抜粋本文
てんかん

 熱がなくて、けいれんや意識消失などの発作をくり返す病気をてんかんといいます。からだの一部のけいれんや感覚症状などを示す場合を部分発作といいます。意識が正常な単純部分発作、意識がはっきりしなくなる複雑部分発作に分けます。全身の発作症状を起こす場合を全般発作といい、部分発作から全般発作へひろがることもあります。
 発作のかたちとして、全身の筋肉がかたくなりその後ガタガタふるえる発作(全般強直間代発作)、意識消失して動きがとまる発作(欠神発作)、からだがピクッとする発作(ミオクロニー発作)、感覚発作、力が抜けて倒れる発作(脱力発作)など、いろいろな発作があります。多くは脳波検査で発作波が検出されます。新生児から学童まで、どの年齢でも起こりますが、てんかんの種類によっては子どもの時のみなど、特定の年齢にのみ起こります。2017年には、新しいてんかんの国際分類が提唱されました。

[原因]
 多くは原因がはっきりしません。頭部外傷、脳炎髄膜炎のあと、脳性まひに伴うものなどの脳の傷によるものもあります。遺伝子異常によるてんかんもあります。また、低カルシウムや低血糖などの代謝異常などの原因がないかの確認も必要です。

[種類]
 発作の症状、発症した年齢や脳波所見から分類します。大きく、脳全体に同時に発作が始まる全般てんかんと、脳の一部の発作症状から始まる焦点てんかんに分類します。
 全般てんかんでは、機能的なもので脳の器質的な病気がない小児欠神てんかん、若年欠神てんかん、若年性ミオクロニーてんかん、全般強直間代発作のみを示すてんかんは特発性全般てんかんとされています。また、焦点てんかんのなかには、小児期など特定の年齢で始まり、多くは特定の年齢で治癒していく自然終息性焦点てんかんがあります。以下に、代表的な疾患を記載します。

■全般てんかん
□ウエスト症候群
 生後4カ月から1歳ごろまでの乳児に起こります。一瞬、くびを前にカクンと下げ、同時に手足を前にピクンとする発作を、数秒間隔で何回かくり返します。おじぎをするような発作なので点頭てんかんと呼ばれています。結節性硬化症や生まれる前後の低酸素による脳障害などの病気に伴って起こすこともあります。注射による治療薬がありますが、治療が遅れると知的発達症(知的障害)を起こしてくるので、早期に発見し治療することが重要です。
□レノックス症候群
 全身を短時間強直する発作、ボーッと意識がはっきりしなくなり徐々にからだがくずれていく発作、からだがピクンとするミオクロニー発作やバタンと倒れる発作など、いろいろな発作を起こしてきます。ウエスト症候群が治らずに引き続くこともあります。治りにくく、知的発達症(知的障害)を伴うことも多くみられます。

■特発性全般てんかん
□小児欠神てんかん(純粋小発作)
 5歳から15歳ぐらいの子どもに起こります。突然意識がなくなり、動きがとまります。姿勢はそのままですが、目の焦点が合わないようになり、持っているものを落としたり、呼んでも反応がないことなどで気づかれます。数秒から数十秒で意識が戻ります。深呼吸をくり返すことで発作が引き起こされることもあります。多くは15歳までに治ります。

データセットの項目
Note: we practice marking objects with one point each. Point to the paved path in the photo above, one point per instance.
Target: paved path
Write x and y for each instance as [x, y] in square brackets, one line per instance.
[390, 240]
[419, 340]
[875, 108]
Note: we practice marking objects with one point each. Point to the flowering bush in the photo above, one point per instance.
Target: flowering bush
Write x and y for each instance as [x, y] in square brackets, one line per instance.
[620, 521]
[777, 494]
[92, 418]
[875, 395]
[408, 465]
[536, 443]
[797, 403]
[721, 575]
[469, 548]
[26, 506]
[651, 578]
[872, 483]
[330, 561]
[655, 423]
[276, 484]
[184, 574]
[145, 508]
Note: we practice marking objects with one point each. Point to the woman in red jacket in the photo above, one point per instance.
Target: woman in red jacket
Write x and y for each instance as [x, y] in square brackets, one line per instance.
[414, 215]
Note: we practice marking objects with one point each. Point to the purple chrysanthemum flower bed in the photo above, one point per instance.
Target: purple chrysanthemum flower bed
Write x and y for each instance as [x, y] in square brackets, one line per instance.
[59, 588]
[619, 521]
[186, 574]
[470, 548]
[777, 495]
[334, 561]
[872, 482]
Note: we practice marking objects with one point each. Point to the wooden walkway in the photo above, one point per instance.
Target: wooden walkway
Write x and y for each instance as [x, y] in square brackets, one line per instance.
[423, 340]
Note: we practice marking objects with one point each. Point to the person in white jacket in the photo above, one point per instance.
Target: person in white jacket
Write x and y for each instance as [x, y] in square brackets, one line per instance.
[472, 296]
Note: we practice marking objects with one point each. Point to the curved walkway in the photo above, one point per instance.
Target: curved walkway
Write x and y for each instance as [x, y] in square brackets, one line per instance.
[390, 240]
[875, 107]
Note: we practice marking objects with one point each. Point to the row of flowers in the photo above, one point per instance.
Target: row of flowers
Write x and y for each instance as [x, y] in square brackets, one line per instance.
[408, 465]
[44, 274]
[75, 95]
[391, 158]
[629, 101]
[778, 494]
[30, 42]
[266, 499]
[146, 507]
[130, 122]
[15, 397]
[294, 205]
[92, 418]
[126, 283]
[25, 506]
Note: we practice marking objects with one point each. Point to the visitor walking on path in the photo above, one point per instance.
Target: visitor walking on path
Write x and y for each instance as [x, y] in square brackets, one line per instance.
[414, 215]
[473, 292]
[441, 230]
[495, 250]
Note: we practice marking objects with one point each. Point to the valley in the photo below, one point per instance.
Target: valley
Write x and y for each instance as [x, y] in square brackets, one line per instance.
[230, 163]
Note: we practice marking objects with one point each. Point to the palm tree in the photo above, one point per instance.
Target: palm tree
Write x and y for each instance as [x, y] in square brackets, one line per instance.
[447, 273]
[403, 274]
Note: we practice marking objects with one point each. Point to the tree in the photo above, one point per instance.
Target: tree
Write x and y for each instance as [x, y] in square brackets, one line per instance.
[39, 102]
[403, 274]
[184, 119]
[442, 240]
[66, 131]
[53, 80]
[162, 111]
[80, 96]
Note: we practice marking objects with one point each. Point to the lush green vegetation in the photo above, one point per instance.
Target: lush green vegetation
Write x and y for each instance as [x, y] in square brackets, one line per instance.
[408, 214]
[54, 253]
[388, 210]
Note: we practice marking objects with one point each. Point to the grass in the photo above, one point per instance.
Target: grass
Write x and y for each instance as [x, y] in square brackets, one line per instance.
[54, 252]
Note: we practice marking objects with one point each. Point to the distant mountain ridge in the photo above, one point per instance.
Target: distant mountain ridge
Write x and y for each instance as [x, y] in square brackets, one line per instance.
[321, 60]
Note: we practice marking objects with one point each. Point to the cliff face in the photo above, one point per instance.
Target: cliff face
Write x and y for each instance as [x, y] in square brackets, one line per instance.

解くべき課題
てんかんについての本文のうち、「全般てんかんでは、機能的なも」から「を伴うことも多くみられます。」までを一字一句違えずに書き写してください。 このデータは使用しません。

記述解答
全般てんかんでは、機能的なもので脳の器質的な病気がない小児欠神てんかん、若年欠神てんかん、若年性ミオクロニーてんかん、全般強直間代発作のみを示すてんかんは特発性全般てんかんとされています。また、焦点てんかんのなかには、小児期など特定の年齢で始まり、多くは特定の年齢で治癒していく自然終息性焦点てんかんがあります。以下に、代表的な疾患を記載します。

■全般てんかん
□ウエスト症候群
 生後4カ月から1歳ごろまでの乳児に起こります。一瞬、くびを前にカクンと下げ、同時に手足を前にピクンとする発作を、数秒間隔で何回かくり返します。おじぎをするような発作なので点頭てんかんと呼ばれています。結節性硬化症や生まれる前後の低酸素による脳障害などの病気に伴って起こすこともあります。注射による治療薬がありますが、治療が遅れると知的発達症(知的障害)を起こしてくるので、早期に発見し治療することが重要です。
□レノックス症候群
 全身を短時間強直する発作、ボーッと意識がはっきりしなくなり徐々にからだがくずれていく発作、からだがピクンとするミオクロニー発作やバタンと倒れる発作など、いろいろな発作を起こしてきます。ウエスト症候群が治らずに引き続くこともあります。治りにくく、知的発達症(知的障害)を伴うことも多くみられます。